# [Exercise]
Among the entries, which lines carry the string "concrete"? Copy every one.

# [Exercise materials]
*** Block opens ***
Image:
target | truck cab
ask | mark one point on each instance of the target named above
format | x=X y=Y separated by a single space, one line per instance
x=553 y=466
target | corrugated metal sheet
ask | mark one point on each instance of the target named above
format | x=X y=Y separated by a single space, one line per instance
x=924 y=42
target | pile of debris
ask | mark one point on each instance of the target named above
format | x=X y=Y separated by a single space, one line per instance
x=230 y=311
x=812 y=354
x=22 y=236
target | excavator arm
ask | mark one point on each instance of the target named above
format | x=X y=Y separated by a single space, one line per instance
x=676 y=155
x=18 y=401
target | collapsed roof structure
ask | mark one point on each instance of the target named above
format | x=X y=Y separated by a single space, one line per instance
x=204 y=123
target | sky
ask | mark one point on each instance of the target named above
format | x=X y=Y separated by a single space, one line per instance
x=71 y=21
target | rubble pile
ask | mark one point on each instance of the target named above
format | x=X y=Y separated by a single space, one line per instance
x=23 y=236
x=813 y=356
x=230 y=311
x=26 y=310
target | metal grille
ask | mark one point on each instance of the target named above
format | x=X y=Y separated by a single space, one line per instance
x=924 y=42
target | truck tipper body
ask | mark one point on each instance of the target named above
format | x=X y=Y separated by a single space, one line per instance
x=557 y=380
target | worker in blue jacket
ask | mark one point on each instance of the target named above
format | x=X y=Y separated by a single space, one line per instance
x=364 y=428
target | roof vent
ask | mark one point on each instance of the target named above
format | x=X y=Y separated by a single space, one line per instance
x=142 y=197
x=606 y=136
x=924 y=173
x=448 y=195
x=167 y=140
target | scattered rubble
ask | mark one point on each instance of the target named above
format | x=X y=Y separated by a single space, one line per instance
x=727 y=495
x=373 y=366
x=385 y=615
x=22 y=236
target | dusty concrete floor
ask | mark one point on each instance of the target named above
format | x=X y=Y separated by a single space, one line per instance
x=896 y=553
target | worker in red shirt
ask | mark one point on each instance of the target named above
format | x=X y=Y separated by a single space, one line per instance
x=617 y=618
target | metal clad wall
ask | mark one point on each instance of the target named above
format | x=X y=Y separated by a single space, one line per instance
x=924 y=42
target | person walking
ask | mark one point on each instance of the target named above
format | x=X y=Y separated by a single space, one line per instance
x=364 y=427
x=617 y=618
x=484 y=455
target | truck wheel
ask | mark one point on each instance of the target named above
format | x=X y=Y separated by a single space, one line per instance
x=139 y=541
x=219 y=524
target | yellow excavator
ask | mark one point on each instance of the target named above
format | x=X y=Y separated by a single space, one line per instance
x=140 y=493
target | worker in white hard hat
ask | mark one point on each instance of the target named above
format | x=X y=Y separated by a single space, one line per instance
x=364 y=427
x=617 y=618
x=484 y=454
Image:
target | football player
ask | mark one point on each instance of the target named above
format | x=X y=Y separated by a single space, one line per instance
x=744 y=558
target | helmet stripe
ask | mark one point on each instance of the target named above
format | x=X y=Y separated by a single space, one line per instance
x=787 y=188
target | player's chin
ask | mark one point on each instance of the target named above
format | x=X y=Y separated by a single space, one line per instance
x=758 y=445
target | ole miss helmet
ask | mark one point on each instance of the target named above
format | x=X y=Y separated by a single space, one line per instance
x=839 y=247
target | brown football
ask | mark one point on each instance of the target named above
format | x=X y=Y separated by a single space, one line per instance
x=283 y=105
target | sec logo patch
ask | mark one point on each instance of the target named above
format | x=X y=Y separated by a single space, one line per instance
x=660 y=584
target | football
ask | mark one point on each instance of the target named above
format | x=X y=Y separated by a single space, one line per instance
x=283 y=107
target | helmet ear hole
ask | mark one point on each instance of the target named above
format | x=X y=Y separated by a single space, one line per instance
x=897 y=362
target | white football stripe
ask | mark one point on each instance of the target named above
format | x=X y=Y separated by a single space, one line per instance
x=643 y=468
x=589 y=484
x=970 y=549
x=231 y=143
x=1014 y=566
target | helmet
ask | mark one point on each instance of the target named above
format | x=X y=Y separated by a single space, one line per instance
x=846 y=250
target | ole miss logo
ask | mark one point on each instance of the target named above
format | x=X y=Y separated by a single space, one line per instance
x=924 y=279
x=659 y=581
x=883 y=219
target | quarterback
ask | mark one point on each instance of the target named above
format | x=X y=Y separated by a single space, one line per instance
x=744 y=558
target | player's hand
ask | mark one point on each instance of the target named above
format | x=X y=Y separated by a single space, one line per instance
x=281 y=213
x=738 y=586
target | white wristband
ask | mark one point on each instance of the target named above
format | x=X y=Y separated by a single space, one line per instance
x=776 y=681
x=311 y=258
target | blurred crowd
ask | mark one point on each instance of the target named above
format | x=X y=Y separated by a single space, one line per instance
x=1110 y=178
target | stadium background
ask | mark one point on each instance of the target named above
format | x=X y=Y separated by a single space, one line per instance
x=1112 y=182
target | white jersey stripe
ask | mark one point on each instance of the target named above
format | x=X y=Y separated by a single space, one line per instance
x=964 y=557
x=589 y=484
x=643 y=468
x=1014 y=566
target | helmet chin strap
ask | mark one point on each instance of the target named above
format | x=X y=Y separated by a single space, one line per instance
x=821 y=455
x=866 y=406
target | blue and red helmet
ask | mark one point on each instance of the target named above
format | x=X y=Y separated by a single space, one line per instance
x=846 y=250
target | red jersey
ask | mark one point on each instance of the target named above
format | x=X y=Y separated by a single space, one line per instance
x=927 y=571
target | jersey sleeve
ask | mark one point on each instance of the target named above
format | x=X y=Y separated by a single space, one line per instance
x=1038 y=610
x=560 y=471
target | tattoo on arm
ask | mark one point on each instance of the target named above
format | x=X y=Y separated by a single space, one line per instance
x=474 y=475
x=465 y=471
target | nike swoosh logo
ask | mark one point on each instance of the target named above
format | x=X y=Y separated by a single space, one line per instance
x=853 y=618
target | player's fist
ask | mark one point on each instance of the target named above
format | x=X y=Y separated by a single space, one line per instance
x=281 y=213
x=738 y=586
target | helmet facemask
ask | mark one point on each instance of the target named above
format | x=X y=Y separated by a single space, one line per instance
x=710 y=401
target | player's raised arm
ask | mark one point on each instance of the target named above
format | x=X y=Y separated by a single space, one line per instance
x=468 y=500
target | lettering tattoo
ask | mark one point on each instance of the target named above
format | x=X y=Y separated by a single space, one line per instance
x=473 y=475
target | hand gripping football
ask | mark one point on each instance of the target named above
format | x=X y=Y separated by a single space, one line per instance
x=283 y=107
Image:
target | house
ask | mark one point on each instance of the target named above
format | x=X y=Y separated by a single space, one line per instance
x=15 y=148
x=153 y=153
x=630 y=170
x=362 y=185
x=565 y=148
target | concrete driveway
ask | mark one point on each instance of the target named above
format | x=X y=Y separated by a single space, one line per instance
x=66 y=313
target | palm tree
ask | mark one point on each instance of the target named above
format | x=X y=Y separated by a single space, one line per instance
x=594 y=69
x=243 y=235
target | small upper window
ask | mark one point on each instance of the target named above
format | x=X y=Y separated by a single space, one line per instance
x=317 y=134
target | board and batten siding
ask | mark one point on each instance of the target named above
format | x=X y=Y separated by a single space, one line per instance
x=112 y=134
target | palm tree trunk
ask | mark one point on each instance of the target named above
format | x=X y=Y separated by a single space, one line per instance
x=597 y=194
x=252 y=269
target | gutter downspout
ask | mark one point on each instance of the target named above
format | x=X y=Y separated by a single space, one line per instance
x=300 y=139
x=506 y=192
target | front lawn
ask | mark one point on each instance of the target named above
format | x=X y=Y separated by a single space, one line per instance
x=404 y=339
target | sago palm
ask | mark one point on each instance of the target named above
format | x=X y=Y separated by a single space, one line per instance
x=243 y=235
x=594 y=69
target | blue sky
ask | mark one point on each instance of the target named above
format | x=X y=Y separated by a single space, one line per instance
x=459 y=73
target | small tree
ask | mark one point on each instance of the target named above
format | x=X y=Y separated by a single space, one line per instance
*** Block closes ***
# [Problem solution]
target | dusty concrete floor
target | concrete driveway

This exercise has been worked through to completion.